Data supplied:
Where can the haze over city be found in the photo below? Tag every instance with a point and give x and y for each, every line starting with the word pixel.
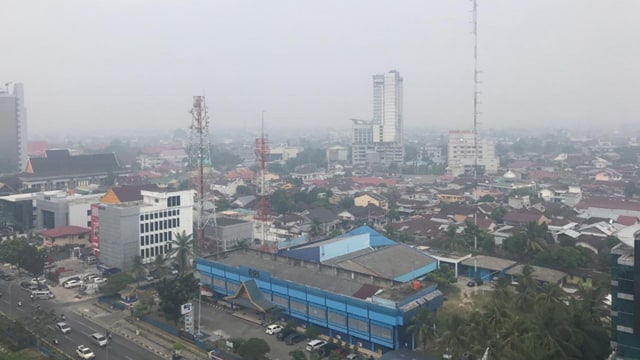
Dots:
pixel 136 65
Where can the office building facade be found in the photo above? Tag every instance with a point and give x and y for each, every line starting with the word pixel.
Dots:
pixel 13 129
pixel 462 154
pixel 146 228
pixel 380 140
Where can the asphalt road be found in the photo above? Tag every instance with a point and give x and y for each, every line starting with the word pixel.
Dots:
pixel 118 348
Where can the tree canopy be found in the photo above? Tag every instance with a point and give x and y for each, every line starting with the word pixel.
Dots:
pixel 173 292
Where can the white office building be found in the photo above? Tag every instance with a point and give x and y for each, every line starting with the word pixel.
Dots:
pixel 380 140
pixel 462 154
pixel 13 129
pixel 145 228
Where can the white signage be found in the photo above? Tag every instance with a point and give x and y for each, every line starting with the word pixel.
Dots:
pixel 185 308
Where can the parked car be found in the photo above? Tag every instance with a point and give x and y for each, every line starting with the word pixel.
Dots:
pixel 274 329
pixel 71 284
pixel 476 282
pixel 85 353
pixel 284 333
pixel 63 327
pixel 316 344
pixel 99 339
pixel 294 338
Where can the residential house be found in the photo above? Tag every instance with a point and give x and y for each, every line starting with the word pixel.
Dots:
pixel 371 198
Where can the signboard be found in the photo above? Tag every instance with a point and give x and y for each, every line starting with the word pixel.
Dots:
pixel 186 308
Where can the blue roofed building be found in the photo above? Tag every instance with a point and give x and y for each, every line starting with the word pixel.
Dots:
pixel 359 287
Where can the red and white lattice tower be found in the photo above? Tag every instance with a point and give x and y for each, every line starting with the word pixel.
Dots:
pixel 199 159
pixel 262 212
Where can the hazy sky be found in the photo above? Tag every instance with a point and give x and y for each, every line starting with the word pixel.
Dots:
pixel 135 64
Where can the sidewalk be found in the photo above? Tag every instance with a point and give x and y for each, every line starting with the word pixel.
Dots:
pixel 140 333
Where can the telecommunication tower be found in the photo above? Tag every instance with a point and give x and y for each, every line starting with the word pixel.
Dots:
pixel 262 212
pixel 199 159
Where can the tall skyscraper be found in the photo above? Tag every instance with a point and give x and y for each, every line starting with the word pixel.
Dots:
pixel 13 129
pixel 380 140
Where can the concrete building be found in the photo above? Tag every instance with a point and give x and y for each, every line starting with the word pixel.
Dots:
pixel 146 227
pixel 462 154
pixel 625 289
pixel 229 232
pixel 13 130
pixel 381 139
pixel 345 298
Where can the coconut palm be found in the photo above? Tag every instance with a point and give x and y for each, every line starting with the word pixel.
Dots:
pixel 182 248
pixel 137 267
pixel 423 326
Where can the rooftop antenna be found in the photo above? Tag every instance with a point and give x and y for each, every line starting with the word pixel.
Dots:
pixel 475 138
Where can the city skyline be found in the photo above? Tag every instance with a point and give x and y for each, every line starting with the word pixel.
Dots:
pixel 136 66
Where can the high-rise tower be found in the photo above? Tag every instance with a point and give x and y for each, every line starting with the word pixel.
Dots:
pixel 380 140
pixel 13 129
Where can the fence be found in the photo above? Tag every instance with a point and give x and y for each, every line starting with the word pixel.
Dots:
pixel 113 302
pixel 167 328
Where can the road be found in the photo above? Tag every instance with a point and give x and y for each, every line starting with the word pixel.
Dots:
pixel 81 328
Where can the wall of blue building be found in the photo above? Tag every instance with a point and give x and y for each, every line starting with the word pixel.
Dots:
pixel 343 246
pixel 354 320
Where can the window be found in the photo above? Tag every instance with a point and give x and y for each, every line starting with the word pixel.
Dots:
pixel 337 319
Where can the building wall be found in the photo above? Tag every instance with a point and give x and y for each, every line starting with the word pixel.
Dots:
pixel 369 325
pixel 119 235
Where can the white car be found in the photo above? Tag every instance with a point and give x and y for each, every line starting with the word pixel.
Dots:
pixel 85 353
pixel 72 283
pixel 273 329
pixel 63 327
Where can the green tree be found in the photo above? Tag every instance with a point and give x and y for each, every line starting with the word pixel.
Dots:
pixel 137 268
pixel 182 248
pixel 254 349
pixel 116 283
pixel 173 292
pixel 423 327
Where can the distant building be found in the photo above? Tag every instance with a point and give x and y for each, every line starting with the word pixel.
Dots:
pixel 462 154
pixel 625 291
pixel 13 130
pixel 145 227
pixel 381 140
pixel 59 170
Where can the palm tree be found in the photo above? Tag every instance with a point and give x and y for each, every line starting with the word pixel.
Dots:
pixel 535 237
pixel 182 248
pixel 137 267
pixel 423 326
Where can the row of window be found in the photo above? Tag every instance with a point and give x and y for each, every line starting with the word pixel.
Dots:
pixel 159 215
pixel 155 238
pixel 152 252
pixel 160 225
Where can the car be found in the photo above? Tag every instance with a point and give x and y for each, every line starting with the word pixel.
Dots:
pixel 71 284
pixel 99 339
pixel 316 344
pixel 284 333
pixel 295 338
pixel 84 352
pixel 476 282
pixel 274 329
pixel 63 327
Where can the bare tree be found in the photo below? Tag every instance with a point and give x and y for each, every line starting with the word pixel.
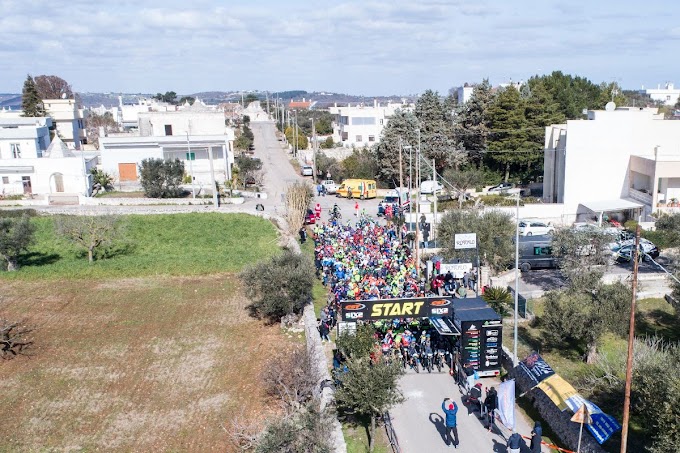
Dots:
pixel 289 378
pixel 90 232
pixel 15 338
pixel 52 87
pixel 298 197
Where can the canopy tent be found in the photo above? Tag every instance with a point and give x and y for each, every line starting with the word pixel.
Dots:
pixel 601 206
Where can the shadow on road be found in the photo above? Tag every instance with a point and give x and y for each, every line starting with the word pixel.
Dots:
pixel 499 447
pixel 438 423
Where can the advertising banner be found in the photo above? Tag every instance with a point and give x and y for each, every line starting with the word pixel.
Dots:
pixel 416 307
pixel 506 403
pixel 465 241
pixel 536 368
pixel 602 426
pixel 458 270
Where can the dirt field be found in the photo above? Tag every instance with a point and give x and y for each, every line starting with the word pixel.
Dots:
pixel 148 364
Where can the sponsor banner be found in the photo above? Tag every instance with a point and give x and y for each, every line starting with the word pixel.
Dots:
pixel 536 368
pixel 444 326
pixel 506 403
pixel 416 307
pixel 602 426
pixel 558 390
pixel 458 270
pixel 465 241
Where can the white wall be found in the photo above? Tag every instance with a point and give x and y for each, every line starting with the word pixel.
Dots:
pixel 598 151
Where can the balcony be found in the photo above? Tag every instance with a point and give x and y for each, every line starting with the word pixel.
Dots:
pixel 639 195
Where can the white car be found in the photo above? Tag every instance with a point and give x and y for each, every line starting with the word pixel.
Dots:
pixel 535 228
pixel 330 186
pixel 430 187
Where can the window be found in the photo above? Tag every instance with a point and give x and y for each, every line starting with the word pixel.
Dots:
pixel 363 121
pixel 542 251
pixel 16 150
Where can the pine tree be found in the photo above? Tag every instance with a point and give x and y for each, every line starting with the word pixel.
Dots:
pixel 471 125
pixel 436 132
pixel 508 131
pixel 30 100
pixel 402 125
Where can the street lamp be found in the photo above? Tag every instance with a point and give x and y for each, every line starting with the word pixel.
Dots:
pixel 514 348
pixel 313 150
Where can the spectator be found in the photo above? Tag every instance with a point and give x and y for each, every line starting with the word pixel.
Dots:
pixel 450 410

Task prompt: Write out the lines of the items, starting at the line containing "Where can the distant" and ending at the line containing "pixel 160 225", reproducing each one without any change.

The response:
Where can the distant building be found in the photo above? Tag every instance with a point and give x and y for each, every line starting with the word pixel.
Dots:
pixel 462 154
pixel 625 291
pixel 13 130
pixel 145 227
pixel 381 140
pixel 59 170
Where can the palm tree be found in the photo above? Tag every instance with a point and give x and y for each, every line starting with the word pixel.
Dots:
pixel 535 237
pixel 182 248
pixel 137 267
pixel 423 326
Where can the row of window be found in the photo above? Tag every instance with a point and give x and y for each, every line starting with the word pixel.
Dots:
pixel 159 215
pixel 155 238
pixel 152 252
pixel 160 225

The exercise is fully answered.